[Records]
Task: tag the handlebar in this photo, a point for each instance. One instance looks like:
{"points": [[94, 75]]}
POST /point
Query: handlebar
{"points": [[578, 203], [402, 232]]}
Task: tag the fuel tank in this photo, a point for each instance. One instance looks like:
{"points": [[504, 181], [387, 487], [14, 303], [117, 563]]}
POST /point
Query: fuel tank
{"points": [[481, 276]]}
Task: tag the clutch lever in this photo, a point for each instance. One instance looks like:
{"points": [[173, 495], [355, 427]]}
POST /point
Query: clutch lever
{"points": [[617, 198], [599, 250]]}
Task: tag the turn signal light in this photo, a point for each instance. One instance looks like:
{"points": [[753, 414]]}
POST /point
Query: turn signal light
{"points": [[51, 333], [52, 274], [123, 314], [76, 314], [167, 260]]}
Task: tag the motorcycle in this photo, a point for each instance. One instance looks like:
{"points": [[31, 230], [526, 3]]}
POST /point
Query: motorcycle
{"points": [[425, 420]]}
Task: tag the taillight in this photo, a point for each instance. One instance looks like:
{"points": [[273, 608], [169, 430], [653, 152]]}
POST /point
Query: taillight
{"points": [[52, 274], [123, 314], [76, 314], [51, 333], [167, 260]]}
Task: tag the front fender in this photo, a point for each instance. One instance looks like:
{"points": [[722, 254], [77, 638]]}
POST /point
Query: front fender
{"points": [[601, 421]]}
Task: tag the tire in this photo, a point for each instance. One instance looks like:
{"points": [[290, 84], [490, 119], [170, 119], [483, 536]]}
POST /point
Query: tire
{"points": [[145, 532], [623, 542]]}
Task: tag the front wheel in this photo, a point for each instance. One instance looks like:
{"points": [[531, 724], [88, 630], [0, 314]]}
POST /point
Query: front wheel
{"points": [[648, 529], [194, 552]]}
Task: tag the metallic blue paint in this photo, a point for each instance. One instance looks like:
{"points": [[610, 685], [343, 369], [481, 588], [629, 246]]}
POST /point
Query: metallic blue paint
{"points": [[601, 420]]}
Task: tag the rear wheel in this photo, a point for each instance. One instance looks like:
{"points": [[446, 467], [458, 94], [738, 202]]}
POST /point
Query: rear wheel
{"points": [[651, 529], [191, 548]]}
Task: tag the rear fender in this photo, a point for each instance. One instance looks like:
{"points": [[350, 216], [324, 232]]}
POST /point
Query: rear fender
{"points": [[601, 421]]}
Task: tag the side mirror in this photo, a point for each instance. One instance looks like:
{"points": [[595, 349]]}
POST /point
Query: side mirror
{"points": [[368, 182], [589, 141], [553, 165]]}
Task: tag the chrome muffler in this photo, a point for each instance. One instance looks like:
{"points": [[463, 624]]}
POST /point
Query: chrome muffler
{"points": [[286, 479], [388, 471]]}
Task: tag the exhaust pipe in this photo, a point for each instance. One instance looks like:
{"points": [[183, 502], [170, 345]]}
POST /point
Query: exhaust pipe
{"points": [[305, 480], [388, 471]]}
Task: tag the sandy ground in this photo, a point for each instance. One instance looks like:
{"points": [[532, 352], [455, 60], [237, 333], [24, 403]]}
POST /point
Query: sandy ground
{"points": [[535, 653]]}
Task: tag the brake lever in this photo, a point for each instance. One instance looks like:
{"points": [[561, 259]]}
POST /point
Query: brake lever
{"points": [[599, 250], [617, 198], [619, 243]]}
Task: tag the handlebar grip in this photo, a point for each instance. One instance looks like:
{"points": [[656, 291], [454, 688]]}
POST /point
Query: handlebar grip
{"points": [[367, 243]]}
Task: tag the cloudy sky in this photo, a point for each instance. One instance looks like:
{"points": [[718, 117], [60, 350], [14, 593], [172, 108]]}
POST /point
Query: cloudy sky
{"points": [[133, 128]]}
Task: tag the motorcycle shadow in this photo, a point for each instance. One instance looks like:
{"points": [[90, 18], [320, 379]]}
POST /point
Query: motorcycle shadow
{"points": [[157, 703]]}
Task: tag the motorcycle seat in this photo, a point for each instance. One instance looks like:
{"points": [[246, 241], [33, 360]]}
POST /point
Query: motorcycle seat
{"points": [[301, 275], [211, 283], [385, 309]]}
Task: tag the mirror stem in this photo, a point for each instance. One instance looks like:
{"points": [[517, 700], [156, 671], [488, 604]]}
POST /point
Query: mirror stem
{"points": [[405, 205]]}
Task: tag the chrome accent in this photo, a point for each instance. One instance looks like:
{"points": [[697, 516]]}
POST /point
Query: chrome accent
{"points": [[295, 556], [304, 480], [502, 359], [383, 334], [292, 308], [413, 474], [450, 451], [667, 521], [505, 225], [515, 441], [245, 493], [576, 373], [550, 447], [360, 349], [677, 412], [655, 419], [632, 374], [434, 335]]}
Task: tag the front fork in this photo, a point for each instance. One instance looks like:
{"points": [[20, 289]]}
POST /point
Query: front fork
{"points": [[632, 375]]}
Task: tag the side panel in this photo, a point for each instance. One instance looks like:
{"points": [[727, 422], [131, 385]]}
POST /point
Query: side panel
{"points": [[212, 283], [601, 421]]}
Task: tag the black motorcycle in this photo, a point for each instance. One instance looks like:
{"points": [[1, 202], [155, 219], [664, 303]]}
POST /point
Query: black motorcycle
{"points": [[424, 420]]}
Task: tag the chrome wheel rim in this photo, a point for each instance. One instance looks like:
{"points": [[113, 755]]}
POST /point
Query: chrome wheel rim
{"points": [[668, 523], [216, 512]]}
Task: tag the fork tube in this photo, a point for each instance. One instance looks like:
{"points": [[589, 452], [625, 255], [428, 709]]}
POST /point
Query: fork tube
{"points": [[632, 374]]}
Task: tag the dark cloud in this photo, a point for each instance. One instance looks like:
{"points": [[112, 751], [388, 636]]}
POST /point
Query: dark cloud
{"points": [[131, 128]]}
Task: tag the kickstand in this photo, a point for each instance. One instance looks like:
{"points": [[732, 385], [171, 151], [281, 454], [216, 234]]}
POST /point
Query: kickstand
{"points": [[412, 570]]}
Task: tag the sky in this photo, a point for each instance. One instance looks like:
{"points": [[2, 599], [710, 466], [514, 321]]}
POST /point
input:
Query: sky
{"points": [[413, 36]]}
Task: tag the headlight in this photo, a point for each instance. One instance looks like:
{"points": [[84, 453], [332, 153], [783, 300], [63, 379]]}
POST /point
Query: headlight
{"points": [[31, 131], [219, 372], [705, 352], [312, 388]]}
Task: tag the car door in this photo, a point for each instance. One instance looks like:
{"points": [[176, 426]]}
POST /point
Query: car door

Written instruction. Copy exactly, word for word, the line with "Task: tag the kickstand" through the final line of the listing.

Response to the exercise.
Task: tag the kickstand in this photo, a point for each instance. One instance looks like:
{"points": [[732, 385], [171, 151], [281, 454], [216, 234]]}
POST /point
Query: kickstand
{"points": [[412, 570]]}
Task: tag the sky in this photo, a point for each instance. One instance looks like:
{"points": [[2, 599], [710, 466], [514, 321]]}
POST /point
input:
Query: sky
{"points": [[413, 36]]}
Task: tag the headlight in this photo, a point for each instance. One instance looks like:
{"points": [[84, 453], [332, 153], [783, 300], [63, 379]]}
POST /point
Query: headlight
{"points": [[31, 131], [219, 372], [705, 352], [312, 388]]}
Task: tag the car door in this photo, a point for each instance. One instance looks like:
{"points": [[176, 426]]}
POST /point
Query: car door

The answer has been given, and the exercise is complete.